◆ What you should do: Collect every line in the entries below that contains the word "piece", and treat uppercase and lowercase letters as distinct when matching.

◆ Records shown:
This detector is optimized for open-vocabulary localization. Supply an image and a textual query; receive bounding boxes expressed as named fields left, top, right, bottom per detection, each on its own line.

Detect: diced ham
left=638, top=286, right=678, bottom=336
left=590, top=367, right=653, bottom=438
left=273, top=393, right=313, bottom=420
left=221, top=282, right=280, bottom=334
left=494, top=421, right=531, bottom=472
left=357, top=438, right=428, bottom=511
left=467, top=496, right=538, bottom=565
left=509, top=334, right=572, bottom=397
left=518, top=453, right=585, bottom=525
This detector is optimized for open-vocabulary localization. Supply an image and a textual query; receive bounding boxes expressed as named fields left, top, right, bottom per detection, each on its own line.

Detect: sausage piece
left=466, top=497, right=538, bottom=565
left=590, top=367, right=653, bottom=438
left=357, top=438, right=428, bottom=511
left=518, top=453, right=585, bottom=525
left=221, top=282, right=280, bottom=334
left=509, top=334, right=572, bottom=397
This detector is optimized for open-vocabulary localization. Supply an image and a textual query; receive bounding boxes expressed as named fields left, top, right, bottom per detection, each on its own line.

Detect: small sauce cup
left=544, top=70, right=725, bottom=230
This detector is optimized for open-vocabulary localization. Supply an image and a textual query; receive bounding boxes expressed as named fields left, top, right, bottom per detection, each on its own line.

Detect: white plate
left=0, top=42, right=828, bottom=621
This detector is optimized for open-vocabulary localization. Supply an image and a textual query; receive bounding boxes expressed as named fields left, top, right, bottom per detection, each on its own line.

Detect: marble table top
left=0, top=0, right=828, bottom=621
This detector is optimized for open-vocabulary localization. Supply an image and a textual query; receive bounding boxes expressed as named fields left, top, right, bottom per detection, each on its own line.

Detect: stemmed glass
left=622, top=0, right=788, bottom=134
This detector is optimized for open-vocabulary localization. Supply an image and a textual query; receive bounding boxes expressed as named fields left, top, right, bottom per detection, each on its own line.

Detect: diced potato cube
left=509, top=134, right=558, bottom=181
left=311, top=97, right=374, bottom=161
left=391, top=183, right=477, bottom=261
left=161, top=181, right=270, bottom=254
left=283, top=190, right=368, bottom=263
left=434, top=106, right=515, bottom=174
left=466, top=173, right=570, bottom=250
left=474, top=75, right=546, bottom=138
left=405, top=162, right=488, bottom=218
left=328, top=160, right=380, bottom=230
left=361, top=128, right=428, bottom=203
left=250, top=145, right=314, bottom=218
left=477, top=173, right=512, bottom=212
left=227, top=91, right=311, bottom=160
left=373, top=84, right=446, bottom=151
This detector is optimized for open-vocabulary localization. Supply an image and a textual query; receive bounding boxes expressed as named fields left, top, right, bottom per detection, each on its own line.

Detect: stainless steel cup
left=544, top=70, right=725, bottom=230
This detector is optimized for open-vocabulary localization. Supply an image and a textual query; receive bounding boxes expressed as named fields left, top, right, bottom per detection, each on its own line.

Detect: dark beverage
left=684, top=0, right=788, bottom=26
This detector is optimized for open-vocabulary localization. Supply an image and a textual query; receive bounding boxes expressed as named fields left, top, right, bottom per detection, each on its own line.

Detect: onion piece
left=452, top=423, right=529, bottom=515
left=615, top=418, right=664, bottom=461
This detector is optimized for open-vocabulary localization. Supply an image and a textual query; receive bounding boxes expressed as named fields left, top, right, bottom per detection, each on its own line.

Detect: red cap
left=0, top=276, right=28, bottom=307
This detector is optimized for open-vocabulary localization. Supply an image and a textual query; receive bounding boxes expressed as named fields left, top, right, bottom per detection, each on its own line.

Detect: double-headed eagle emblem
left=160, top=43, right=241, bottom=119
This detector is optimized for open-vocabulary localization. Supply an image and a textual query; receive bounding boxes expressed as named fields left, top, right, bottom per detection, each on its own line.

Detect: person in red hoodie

◆ Exercise result:
Detect: sausage piece
Detect: onion piece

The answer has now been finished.